Your goal: Give all of the data below again exactly, and drop the images.

Point-per-instance localization data:
%%

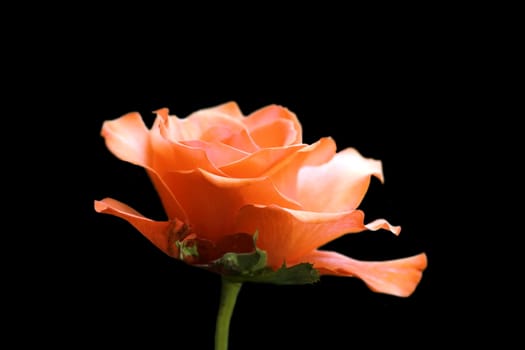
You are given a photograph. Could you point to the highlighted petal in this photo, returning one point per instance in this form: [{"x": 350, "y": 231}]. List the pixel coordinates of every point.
[
  {"x": 284, "y": 173},
  {"x": 287, "y": 234},
  {"x": 339, "y": 184},
  {"x": 156, "y": 231},
  {"x": 209, "y": 124},
  {"x": 398, "y": 277},
  {"x": 383, "y": 224}
]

%%

Your solution:
You are given a photograph. Could you point to the highlighted petal in this photo, returning one point per instance in this form: [{"x": 350, "y": 231}]. List the pixel coordinates of every point.
[
  {"x": 284, "y": 173},
  {"x": 287, "y": 234},
  {"x": 339, "y": 184},
  {"x": 156, "y": 231},
  {"x": 209, "y": 124},
  {"x": 398, "y": 277},
  {"x": 383, "y": 224}
]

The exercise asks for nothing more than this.